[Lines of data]
============
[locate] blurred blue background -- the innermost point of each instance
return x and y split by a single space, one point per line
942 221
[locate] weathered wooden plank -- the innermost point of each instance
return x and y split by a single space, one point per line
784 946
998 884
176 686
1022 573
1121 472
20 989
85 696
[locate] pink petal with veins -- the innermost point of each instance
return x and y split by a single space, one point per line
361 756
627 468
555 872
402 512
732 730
============
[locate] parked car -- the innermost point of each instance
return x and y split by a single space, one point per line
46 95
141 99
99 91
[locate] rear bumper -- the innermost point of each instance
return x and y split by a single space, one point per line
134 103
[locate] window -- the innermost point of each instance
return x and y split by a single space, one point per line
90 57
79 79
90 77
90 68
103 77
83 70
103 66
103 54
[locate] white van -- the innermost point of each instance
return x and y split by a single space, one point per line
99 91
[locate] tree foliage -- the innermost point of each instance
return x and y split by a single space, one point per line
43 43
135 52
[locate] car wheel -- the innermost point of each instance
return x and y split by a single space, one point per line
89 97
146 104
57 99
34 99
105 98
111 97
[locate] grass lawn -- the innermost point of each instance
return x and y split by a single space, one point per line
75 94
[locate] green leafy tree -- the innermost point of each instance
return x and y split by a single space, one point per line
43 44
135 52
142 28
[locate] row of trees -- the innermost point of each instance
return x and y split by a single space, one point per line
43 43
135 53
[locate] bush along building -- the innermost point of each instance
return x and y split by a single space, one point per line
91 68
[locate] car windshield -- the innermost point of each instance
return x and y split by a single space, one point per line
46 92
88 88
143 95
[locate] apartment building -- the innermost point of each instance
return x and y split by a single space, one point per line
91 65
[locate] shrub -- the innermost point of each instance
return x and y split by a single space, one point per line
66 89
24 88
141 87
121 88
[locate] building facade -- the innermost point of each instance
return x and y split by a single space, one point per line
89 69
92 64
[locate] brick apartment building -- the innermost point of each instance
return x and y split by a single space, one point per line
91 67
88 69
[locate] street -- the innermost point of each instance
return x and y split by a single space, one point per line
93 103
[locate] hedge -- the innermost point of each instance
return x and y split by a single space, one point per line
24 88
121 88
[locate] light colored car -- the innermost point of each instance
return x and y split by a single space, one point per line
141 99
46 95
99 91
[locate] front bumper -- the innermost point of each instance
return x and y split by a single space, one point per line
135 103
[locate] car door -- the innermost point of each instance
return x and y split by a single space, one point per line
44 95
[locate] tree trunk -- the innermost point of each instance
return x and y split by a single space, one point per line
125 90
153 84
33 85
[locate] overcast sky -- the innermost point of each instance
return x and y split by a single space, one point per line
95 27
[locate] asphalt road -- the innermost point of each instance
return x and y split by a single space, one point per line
============
▶ _PROBLEM REQUIREMENTS_: Copy out each line of the records above in which the word "apartment" appears.

▶ _SOLUTION TO THIS EXERCISE_:
[locate] apartment building -- the innermost point of each instance
[locate] brick apartment building -- the innermost point of each instance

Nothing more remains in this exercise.